* Start SUPPLIED RECORDS *
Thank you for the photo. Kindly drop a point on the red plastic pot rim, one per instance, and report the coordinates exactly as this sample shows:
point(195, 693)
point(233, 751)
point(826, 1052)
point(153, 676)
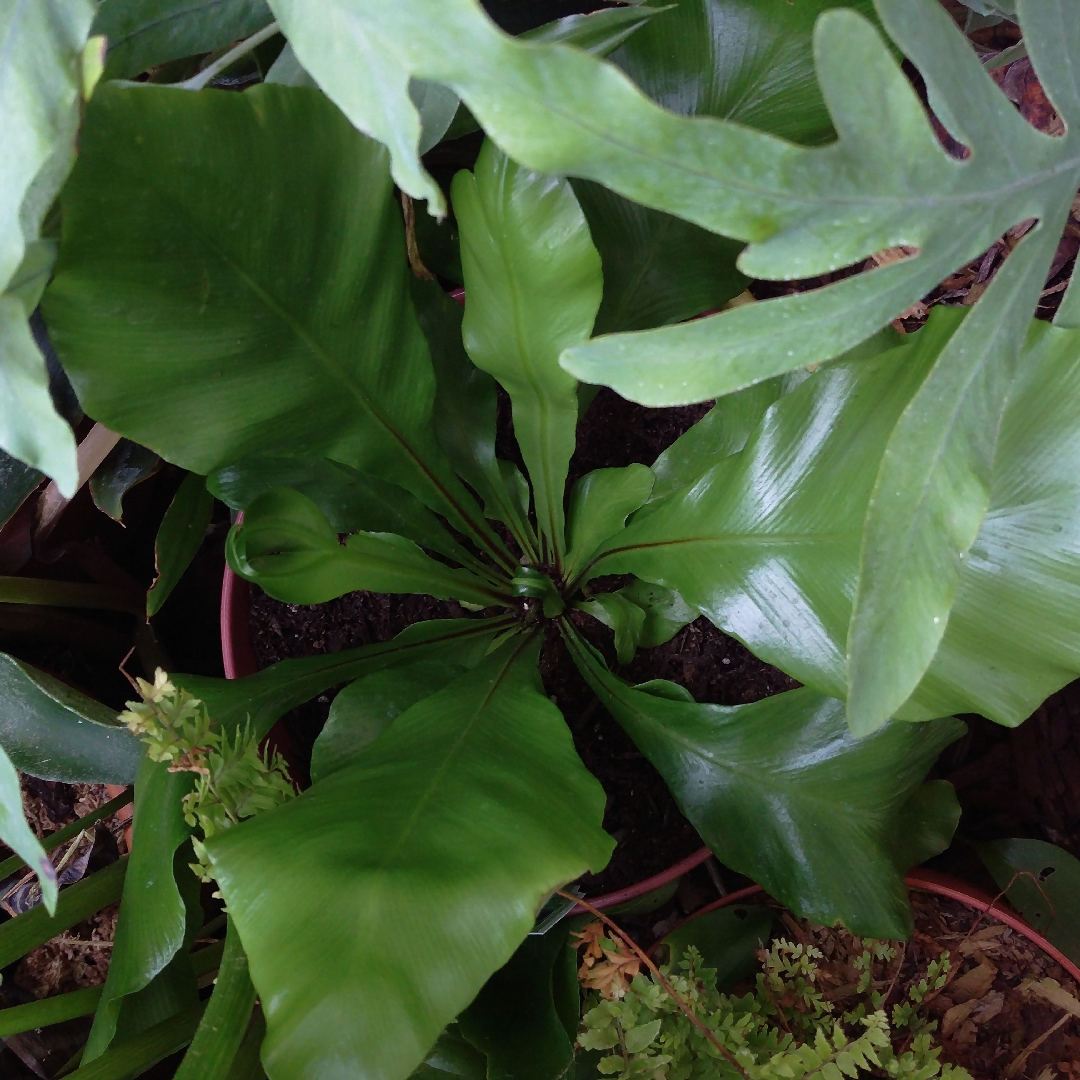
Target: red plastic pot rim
point(940, 885)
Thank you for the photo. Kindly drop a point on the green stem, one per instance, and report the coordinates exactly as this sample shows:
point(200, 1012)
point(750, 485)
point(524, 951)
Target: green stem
point(226, 1020)
point(14, 864)
point(211, 72)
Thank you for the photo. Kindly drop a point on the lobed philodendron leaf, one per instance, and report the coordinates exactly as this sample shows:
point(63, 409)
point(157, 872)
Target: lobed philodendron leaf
point(534, 285)
point(767, 544)
point(40, 82)
point(375, 906)
point(289, 549)
point(780, 788)
point(256, 299)
point(143, 34)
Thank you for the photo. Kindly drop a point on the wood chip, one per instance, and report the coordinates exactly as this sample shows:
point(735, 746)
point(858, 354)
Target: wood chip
point(974, 983)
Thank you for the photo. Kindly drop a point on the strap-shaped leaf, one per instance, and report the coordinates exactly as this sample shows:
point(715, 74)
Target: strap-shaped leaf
point(143, 34)
point(287, 547)
point(221, 322)
point(534, 285)
point(17, 835)
point(429, 858)
point(599, 504)
point(782, 791)
point(365, 709)
point(55, 732)
point(181, 531)
point(40, 79)
point(766, 542)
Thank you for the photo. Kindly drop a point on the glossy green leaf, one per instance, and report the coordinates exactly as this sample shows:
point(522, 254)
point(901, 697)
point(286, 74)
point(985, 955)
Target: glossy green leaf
point(17, 482)
point(351, 500)
point(665, 611)
point(366, 707)
point(598, 508)
point(260, 699)
point(55, 732)
point(40, 73)
point(534, 285)
point(270, 331)
point(181, 532)
point(513, 1020)
point(727, 939)
point(53, 840)
point(623, 616)
point(152, 921)
point(466, 410)
point(226, 1018)
point(18, 836)
point(136, 1055)
point(77, 903)
point(287, 547)
point(721, 432)
point(766, 542)
point(1042, 882)
point(782, 792)
point(658, 269)
point(457, 822)
point(126, 466)
point(144, 34)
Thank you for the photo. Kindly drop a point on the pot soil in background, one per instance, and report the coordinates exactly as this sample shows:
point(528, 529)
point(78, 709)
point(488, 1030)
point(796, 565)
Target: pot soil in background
point(640, 813)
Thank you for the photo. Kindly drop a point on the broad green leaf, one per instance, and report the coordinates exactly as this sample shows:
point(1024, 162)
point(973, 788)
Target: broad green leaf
point(351, 500)
point(225, 1021)
point(623, 616)
point(126, 466)
point(457, 822)
point(534, 285)
point(17, 835)
point(782, 792)
point(366, 707)
point(181, 531)
point(143, 34)
point(55, 732)
point(260, 699)
point(17, 482)
point(77, 903)
point(466, 410)
point(269, 332)
point(513, 1020)
point(766, 542)
point(286, 545)
point(136, 1055)
point(665, 611)
point(1042, 882)
point(152, 921)
point(40, 76)
point(598, 508)
point(54, 1010)
point(727, 939)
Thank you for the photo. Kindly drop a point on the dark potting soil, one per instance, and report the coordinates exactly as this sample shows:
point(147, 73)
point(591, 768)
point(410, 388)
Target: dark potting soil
point(640, 813)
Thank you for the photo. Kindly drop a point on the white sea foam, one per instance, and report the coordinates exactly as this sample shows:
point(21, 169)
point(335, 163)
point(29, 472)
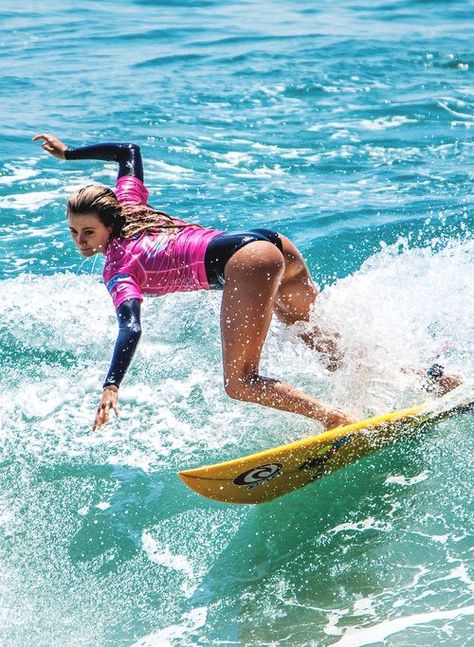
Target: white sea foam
point(383, 630)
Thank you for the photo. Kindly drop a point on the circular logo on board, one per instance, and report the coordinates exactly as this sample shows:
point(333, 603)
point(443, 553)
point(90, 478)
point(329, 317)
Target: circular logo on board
point(258, 475)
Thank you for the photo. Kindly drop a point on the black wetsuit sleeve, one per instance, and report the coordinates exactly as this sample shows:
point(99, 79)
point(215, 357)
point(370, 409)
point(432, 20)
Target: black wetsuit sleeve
point(128, 156)
point(128, 316)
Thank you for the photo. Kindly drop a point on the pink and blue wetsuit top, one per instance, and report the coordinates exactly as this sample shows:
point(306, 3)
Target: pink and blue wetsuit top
point(155, 263)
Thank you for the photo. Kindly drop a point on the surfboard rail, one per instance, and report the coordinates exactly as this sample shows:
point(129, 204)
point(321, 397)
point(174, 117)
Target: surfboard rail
point(266, 475)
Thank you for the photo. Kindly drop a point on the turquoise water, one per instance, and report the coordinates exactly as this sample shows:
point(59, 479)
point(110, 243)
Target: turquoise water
point(346, 126)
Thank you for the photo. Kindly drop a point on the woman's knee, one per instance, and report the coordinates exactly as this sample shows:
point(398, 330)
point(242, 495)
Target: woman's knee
point(267, 262)
point(239, 387)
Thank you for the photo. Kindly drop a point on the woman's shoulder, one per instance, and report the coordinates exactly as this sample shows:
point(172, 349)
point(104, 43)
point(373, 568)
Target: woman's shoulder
point(130, 190)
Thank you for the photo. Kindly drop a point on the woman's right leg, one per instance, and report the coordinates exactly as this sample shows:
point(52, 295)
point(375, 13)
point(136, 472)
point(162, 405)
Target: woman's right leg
point(294, 301)
point(252, 279)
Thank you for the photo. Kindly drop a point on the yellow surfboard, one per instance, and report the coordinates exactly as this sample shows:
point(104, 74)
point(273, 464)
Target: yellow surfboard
point(272, 473)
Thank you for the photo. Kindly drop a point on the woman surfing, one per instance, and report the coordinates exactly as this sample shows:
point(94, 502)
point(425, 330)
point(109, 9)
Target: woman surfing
point(148, 252)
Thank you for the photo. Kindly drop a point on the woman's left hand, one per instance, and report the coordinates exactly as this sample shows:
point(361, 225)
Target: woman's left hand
point(52, 145)
point(108, 401)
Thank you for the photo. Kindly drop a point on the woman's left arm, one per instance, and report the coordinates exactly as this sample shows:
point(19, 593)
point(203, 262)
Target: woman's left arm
* End SUPPLIED RECORDS *
**OBJECTIVE:** Copy out all of the items above word for word, omitting the pictures.

**REPLY:**
Thank you for the photo. Kindly drop a point on the red plastic pot rim, one per instance, and report the coordinates exactly as this sample shows:
point(195, 693)
point(233, 751)
point(826, 1052)
point(153, 676)
Target: red plastic pot rim
point(940, 885)
Thank you for the photo. Kindly drop a point on the green stem, one per instance, and report the coordinates exactly as this sample shows:
point(200, 1012)
point(750, 485)
point(524, 951)
Target: green stem
point(226, 1020)
point(14, 864)
point(211, 72)
Thank you for the photo. Kindly drop a point on the lobed philodendron leaf, one per instance, and report the coordinates exactly as this sample shows:
point(63, 409)
point(157, 872)
Target: lobed philodendron leaf
point(534, 285)
point(767, 544)
point(40, 82)
point(375, 906)
point(289, 549)
point(780, 788)
point(256, 299)
point(143, 34)
Thank you for the photo. Kindly drop a point on the wood chip, one per instance, and report the coordinates exactly as this sample shows:
point(735, 746)
point(858, 354)
Target: wood chip
point(974, 983)
Thank you for the photo. Kindly drop a point on the strap-shaped leaf, one per instance, and report the coordinates exactly as this sample shows:
point(715, 74)
Target: strap-shaped leaf
point(143, 34)
point(287, 547)
point(221, 322)
point(534, 285)
point(17, 835)
point(429, 858)
point(599, 504)
point(782, 791)
point(365, 709)
point(55, 732)
point(181, 531)
point(40, 79)
point(766, 542)
Thank you for the photo. Kindly drop a point on the glossy green leaf, one per instance, and report the coordinates exactly as this sample shows:
point(522, 254)
point(901, 697)
point(286, 74)
point(985, 955)
Target: glossy green leaf
point(17, 482)
point(351, 500)
point(665, 611)
point(366, 707)
point(598, 508)
point(260, 699)
point(55, 732)
point(40, 73)
point(534, 285)
point(270, 331)
point(181, 532)
point(513, 1020)
point(727, 939)
point(53, 840)
point(623, 616)
point(152, 921)
point(466, 410)
point(226, 1018)
point(18, 836)
point(136, 1055)
point(77, 903)
point(287, 547)
point(721, 432)
point(766, 542)
point(1042, 882)
point(782, 792)
point(658, 269)
point(457, 822)
point(126, 466)
point(144, 34)
Thank you for the photo. Kindly drop a point on the pot soil in background, one per instance, and report the coordinates exactly as this sample shows:
point(528, 529)
point(78, 709)
point(488, 1030)
point(796, 565)
Target: pot soil in background
point(640, 813)
Thank you for the photo. Kindly drop a point on the broad green leaf, one per instance, and report the coordinates exactly as this sample shows:
point(1024, 162)
point(973, 788)
Target: broad green leaf
point(351, 500)
point(225, 1021)
point(623, 616)
point(126, 466)
point(457, 822)
point(534, 285)
point(17, 835)
point(782, 792)
point(366, 707)
point(181, 531)
point(143, 34)
point(55, 732)
point(260, 699)
point(17, 482)
point(77, 903)
point(466, 410)
point(269, 332)
point(513, 1020)
point(766, 542)
point(286, 545)
point(136, 1055)
point(665, 611)
point(1042, 882)
point(152, 921)
point(40, 76)
point(598, 508)
point(54, 1010)
point(727, 939)
Thank you for the photo. Kindly drop a point on the dark potting soil, one per instance, and report the coordinates exactly as this sample shows:
point(147, 73)
point(591, 768)
point(410, 388)
Target: dark potting soil
point(640, 813)
Thank you for the photo. Kindly drop a point on the white sea foam, one per instance, and report the coordinates exactly as this sample shows:
point(21, 169)
point(335, 163)
point(29, 472)
Target: white sea foam
point(383, 630)
Thank you for the photo. Kindly drop a point on the circular logo on board, one per instance, and report the coordinates exactly as this sample shows:
point(333, 603)
point(443, 553)
point(90, 478)
point(329, 317)
Target: circular logo on board
point(258, 475)
Thank you for the photo. Kindly drop a point on the black wetsuit sleeve, one per instance, and report the coordinates exactly as this sample shows:
point(99, 79)
point(215, 357)
point(370, 409)
point(432, 20)
Target: black wetsuit sleeve
point(128, 156)
point(128, 316)
Thank you for the photo. Kindly drop a point on the pink and blue wetsuit top, one per instance, and report the coordinates exactly as this sample shows:
point(306, 3)
Target: pink and blue wetsuit top
point(155, 263)
Thank you for the photo. Kindly drop a point on the surfboard rail, one per instance, and report the coordinates exactly as this sample shows:
point(129, 204)
point(321, 397)
point(174, 117)
Target: surfboard rail
point(266, 475)
Thank you for the photo. Kindly drop a point on the turquoise water, one per instance, and report the coordinates exactly as this sample shows:
point(59, 479)
point(110, 243)
Target: turquoise water
point(346, 126)
Thank you for the photo. Kindly drop a point on the woman's knee, one per instance, and report the coordinates exactly as this sample shows:
point(398, 330)
point(242, 495)
Target: woman's knee
point(267, 262)
point(239, 387)
Thank you for the photo. Kindly drop a point on the woman's shoulder, one per instance, and report the coordinates exactly as this sample shows:
point(172, 349)
point(104, 43)
point(373, 568)
Target: woman's shoulder
point(130, 190)
Thank you for the photo. Kindly drop a point on the woman's right leg, one per instance, and report the coordinates exactly as this sample shows:
point(52, 295)
point(375, 13)
point(136, 472)
point(162, 405)
Target: woman's right leg
point(294, 301)
point(252, 279)
Thank you for the photo. Kindly drop a point on the yellow surfboard, one per instance, and report the coordinates exactly as this sample shows:
point(104, 74)
point(273, 464)
Target: yellow surfboard
point(272, 473)
Thank you for the photo. Kindly drop a point on the woman surfing, one per instance, and report the coordinates exactly as this sample shows:
point(94, 502)
point(425, 330)
point(109, 9)
Target: woman surfing
point(148, 252)
Thank you for the photo. Kindly drop a point on the woman's left hand, one per instance, and report the coordinates exactly as this sample shows:
point(361, 225)
Target: woman's left hand
point(52, 145)
point(108, 401)
Thank you for the photo. Kindly drop a point on the woman's left arm, one per instance, and report the coordinates exactly as this sample shows:
point(19, 593)
point(203, 262)
Target: woman's left arm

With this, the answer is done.